##### Entries shown

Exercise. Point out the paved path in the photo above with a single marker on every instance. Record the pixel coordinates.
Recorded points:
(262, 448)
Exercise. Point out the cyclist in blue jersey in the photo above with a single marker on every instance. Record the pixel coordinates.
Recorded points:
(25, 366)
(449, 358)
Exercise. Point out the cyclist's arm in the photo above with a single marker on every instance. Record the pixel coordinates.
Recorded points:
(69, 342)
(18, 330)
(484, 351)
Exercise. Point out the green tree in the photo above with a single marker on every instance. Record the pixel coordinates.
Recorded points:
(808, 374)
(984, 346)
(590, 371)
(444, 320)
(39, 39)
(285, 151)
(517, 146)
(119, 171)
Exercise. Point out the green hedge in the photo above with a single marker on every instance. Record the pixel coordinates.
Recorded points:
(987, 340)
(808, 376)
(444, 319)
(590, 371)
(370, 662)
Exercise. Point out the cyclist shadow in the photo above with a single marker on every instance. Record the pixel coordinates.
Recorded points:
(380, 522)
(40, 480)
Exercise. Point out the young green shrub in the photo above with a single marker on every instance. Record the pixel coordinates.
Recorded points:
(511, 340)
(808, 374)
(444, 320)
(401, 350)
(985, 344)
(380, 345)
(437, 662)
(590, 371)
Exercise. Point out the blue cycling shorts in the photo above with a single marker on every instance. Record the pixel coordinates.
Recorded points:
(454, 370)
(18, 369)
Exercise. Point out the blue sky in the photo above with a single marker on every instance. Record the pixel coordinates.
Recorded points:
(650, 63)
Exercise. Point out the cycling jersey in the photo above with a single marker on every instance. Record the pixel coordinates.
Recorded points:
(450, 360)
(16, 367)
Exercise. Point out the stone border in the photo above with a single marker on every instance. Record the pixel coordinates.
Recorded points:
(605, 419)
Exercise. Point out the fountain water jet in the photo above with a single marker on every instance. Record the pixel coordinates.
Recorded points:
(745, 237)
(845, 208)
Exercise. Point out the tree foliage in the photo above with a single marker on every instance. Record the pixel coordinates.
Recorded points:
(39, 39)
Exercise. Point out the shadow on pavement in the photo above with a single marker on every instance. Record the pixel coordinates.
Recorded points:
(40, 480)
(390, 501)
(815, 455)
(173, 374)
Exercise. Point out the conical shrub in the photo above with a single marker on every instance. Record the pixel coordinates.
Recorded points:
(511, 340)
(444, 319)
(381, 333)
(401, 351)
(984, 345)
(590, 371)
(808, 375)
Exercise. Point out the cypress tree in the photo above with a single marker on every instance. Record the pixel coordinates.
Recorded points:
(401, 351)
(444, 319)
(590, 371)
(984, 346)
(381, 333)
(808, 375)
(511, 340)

##########

◆ Exercise ◆
Quote all the records. Keep every word exact.

◆ Answer to this problem ◆
Exercise. Point out the paved path in the photo above with a single marker on every instance. Record the pixel coordinates.
Recorded points:
(262, 448)
Exercise. Point out the cyclist in blue jersey in the photo above with a single marker on every instance. Record the pixel coordinates.
Recorded points:
(25, 366)
(449, 358)
Exercise. Point out the cyclist's arm in the photo above with a single marker on every instance. Record the pixel coordinates.
Recorded points:
(69, 342)
(18, 330)
(484, 351)
Exercise. Point out the green tree in the photo above with a single marker on every instance. Record the pixel coordinates.
Recorded points:
(808, 374)
(984, 346)
(590, 371)
(444, 320)
(39, 39)
(285, 151)
(517, 146)
(119, 171)
Exercise. Point out the green hedge in the photo above with a single marker on every instance. Record the pixel coordinates.
Recorded points:
(987, 340)
(808, 376)
(444, 319)
(590, 371)
(370, 662)
Exercise. Point out the cyclist shadow in the photo above with a single marker on every instance. Record the pixel coordinates.
Recorded points:
(380, 522)
(40, 480)
Exercise. Point out the young green shrub in the photo above with a single marker on every instance. Record the pixel coordinates.
Recorded points:
(511, 340)
(808, 374)
(444, 320)
(401, 350)
(985, 344)
(380, 345)
(437, 662)
(590, 371)
Exercise. Point out the blue cycling shorts in the photo above with a single marker on every instance. Record the pixel coordinates.
Recorded points:
(454, 370)
(18, 369)
Exercise. Point out the blue sky in the photo above with a single marker on every instance. Record the pixel coordinates.
Recorded points:
(650, 63)
Exercise. Point out the cycling jersey in the photo above with a single marker on every instance. Record the pixel coordinates.
Recorded points:
(450, 360)
(16, 367)
Exercise. Point out the stone border in the photo above with a single marker on every instance. Record the pixel coordinates.
Recorded points:
(605, 419)
Exercise. Point out the fountain water jet in the photo above with a single marker on every instance. Record the pixel coordinates.
Recorded points:
(745, 237)
(845, 208)
Exercise. Point out the tree foliage in the photo above with a single marker on every instance. Record the pixel coordinates.
Recorded points:
(39, 39)
Exercise. Point out the shadow on pavement in the photo above with a single marker on every instance. Record the pixel coordinates.
Recorded points:
(40, 480)
(390, 501)
(815, 455)
(173, 374)
Exercise. Point out the conical shrub in the photo above with a single marker on every instance. Record the pixel coordinates.
Recorded points:
(511, 340)
(444, 319)
(381, 333)
(401, 351)
(984, 345)
(590, 371)
(808, 375)
Exercise. Point out the cypress tree in the photo above with a single marker on every instance. Record the pixel coordinates.
Recorded points:
(401, 351)
(444, 319)
(590, 371)
(984, 346)
(381, 333)
(808, 375)
(511, 340)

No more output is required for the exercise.